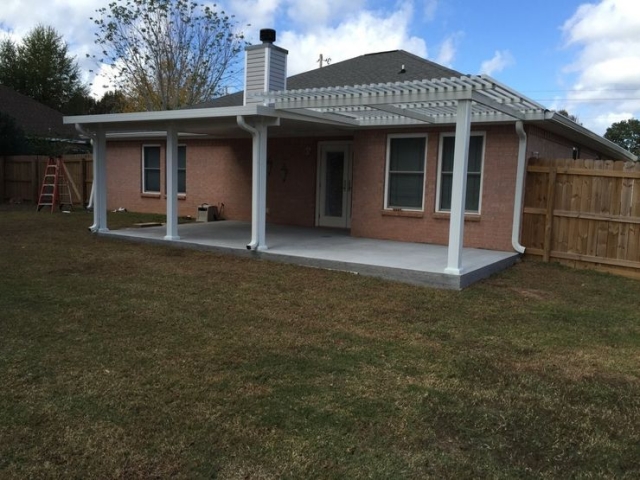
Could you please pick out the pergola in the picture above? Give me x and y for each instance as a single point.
(458, 100)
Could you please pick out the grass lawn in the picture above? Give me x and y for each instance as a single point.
(121, 360)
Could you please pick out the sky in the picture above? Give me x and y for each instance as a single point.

_ _ _ _ _ _ _

EXERCISE REQUIREMENTS » Exactly the lines between the one containing "Could you please pick out the grass" and the end of the material, both ends included, must be retyped, with nothing added.

WRITTEN ANSWER »
Could you please pick out the grass lawn in the picture above? Give me x and y for each instance as a single point.
(121, 360)
Could you please pick out the sky in the picture above? Give me x and y for each instance as a single point.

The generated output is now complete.